_RECORDED INFORMATION_
⁂

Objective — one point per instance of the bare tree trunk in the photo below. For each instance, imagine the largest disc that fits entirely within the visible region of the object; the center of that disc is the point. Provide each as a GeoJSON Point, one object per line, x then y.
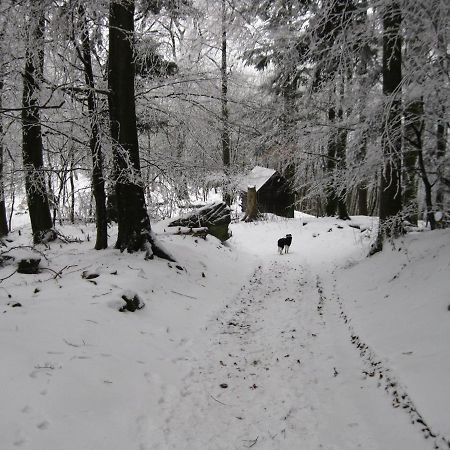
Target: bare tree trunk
{"type": "Point", "coordinates": [98, 181]}
{"type": "Point", "coordinates": [133, 220]}
{"type": "Point", "coordinates": [331, 197]}
{"type": "Point", "coordinates": [390, 200]}
{"type": "Point", "coordinates": [32, 147]}
{"type": "Point", "coordinates": [251, 211]}
{"type": "Point", "coordinates": [441, 148]}
{"type": "Point", "coordinates": [413, 122]}
{"type": "Point", "coordinates": [225, 138]}
{"type": "Point", "coordinates": [3, 218]}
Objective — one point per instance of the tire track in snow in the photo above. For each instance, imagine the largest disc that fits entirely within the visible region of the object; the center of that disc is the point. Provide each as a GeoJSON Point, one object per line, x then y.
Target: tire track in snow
{"type": "Point", "coordinates": [259, 345]}
{"type": "Point", "coordinates": [375, 369]}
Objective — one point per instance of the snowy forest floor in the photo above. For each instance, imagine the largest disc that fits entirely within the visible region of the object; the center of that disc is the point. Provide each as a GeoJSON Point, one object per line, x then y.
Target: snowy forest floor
{"type": "Point", "coordinates": [237, 347]}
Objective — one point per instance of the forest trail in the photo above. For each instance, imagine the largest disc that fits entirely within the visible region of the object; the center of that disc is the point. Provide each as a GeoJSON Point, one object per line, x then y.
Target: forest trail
{"type": "Point", "coordinates": [276, 370]}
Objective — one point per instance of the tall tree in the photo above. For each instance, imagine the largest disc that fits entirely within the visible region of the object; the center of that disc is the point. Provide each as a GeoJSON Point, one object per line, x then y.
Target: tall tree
{"type": "Point", "coordinates": [98, 181]}
{"type": "Point", "coordinates": [3, 219]}
{"type": "Point", "coordinates": [133, 220]}
{"type": "Point", "coordinates": [390, 179]}
{"type": "Point", "coordinates": [225, 133]}
{"type": "Point", "coordinates": [32, 146]}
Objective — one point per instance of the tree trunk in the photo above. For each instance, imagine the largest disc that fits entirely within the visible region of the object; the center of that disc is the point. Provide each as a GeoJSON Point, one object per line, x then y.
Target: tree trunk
{"type": "Point", "coordinates": [331, 197]}
{"type": "Point", "coordinates": [98, 181]}
{"type": "Point", "coordinates": [133, 221]}
{"type": "Point", "coordinates": [413, 122]}
{"type": "Point", "coordinates": [441, 148]}
{"type": "Point", "coordinates": [32, 147]}
{"type": "Point", "coordinates": [3, 218]}
{"type": "Point", "coordinates": [225, 135]}
{"type": "Point", "coordinates": [251, 211]}
{"type": "Point", "coordinates": [390, 198]}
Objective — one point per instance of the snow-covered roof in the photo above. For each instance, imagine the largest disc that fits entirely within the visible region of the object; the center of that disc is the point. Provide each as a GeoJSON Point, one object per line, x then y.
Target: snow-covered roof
{"type": "Point", "coordinates": [257, 177]}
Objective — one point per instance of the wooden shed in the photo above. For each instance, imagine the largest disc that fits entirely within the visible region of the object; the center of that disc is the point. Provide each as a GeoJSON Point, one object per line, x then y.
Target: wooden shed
{"type": "Point", "coordinates": [273, 192]}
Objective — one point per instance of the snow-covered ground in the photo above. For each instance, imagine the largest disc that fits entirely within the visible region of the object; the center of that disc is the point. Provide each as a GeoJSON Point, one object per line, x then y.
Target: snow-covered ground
{"type": "Point", "coordinates": [237, 347]}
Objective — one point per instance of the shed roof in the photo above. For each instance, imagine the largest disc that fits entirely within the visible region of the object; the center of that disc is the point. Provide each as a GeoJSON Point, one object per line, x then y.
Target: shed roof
{"type": "Point", "coordinates": [257, 177]}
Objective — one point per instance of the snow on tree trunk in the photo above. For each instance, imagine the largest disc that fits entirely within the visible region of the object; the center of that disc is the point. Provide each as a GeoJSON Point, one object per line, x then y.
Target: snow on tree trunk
{"type": "Point", "coordinates": [251, 211]}
{"type": "Point", "coordinates": [133, 221]}
{"type": "Point", "coordinates": [32, 147]}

⁂

_OBJECTIVE_
Reproduce the whole listing exactly, but not the images in it.

_PROBLEM SOLUTION_
Objective — one point per instance of the bare tree trunk in the photo below. For each instance, imagine the largest disc that fits entirely within the visible region of the object; the center of that disc is the point. Provide each as a GeoJSON Point, one object per line, x then y.
Target: bare tree trunk
{"type": "Point", "coordinates": [98, 181]}
{"type": "Point", "coordinates": [133, 220]}
{"type": "Point", "coordinates": [331, 197]}
{"type": "Point", "coordinates": [390, 200]}
{"type": "Point", "coordinates": [32, 147]}
{"type": "Point", "coordinates": [251, 211]}
{"type": "Point", "coordinates": [441, 148]}
{"type": "Point", "coordinates": [413, 122]}
{"type": "Point", "coordinates": [225, 138]}
{"type": "Point", "coordinates": [3, 218]}
Objective — one point per instance of the tire track in snow in the photo above. For each instance, imagine the largest disc that fits entirely within the visible region of the object; the center of that disc is the point. Provide each as a GeoJSON Point, one object per line, x then y.
Target: tire track in snow
{"type": "Point", "coordinates": [259, 345]}
{"type": "Point", "coordinates": [375, 369]}
Objective — one point per instance of the snowy forest floor in the photo above. For each instance, imagine the largest disc that fits entirely within the visible region of the object; the center of that disc is the point. Provide each as a GeoJSON Point, one object per line, x then y.
Target: snowy forest floor
{"type": "Point", "coordinates": [237, 347]}
Objective — one point per instance of the forest trail in the photo above. For each instance, imagine the largest disc that fits entirely within the visible region of the object; the center of that disc is the point. Provide each as a GeoJSON Point, one object per line, x then y.
Target: forest trail
{"type": "Point", "coordinates": [276, 370]}
Objective — one point per instance of the tall tree in the photo above. For each instance, imagine the largest disc that fits entirely within the visible region of the object; the center of that disc is the point. Provide each as a GeoJSON Point, one object per line, x then y.
Target: tall tree
{"type": "Point", "coordinates": [98, 181]}
{"type": "Point", "coordinates": [3, 219]}
{"type": "Point", "coordinates": [133, 220]}
{"type": "Point", "coordinates": [390, 179]}
{"type": "Point", "coordinates": [225, 133]}
{"type": "Point", "coordinates": [32, 146]}
Objective — one point per instance of the tree trunk in the photo above. For each instance, imagine the largest disc that fits entirely within the visible region of the object; the center of that disc is the point. Provide each as a GeoJSON Point, one object per line, x then y.
Target: tree trunk
{"type": "Point", "coordinates": [331, 197]}
{"type": "Point", "coordinates": [98, 181]}
{"type": "Point", "coordinates": [133, 221]}
{"type": "Point", "coordinates": [413, 122]}
{"type": "Point", "coordinates": [441, 148]}
{"type": "Point", "coordinates": [32, 147]}
{"type": "Point", "coordinates": [3, 218]}
{"type": "Point", "coordinates": [225, 135]}
{"type": "Point", "coordinates": [251, 211]}
{"type": "Point", "coordinates": [390, 198]}
Objective — one point per instance of the snow-covered roof in the photo above. For each instance, imagine the largest disc that fits entirely within the visible region of the object; the center of that disc is the point. Provide each as a GeoJSON Point, one object per line, x then y.
Target: snow-covered roof
{"type": "Point", "coordinates": [257, 177]}
Objective — one point per instance of the wooden shed in the photo above. For each instance, imagine the largest disc that fits entirely within the visible region of the object; the center of that disc is the point. Provide each as a GeoJSON Point, one object per line, x then y.
Target: wooden shed
{"type": "Point", "coordinates": [273, 192]}
Objective — one point per instance of the snow-covered ground in the photo above. For each instance, imagine the largest disc that fits entirely within the visible region of the object; the center of that disc is the point. Provide each as a GeoJSON Point, one object per line, x then y.
Target: snow-covered ground
{"type": "Point", "coordinates": [237, 347]}
Objective — one point per instance of the shed roof in the photo above. For each instance, imagine the largest disc that fits entirely within the visible region of the object; the center of that disc is the point. Provide each as a GeoJSON Point, one object per line, x then y.
Target: shed roof
{"type": "Point", "coordinates": [257, 177]}
Objective — one point per instance of the snow on tree trunk in the photo above. For each instance, imagine the largest disc that fits entirely within the visible region of the object; the center of that disc is the point. Provide each as a GeoJSON Point, one object per line, x then y.
Target: snow on tree trunk
{"type": "Point", "coordinates": [251, 211]}
{"type": "Point", "coordinates": [133, 221]}
{"type": "Point", "coordinates": [32, 147]}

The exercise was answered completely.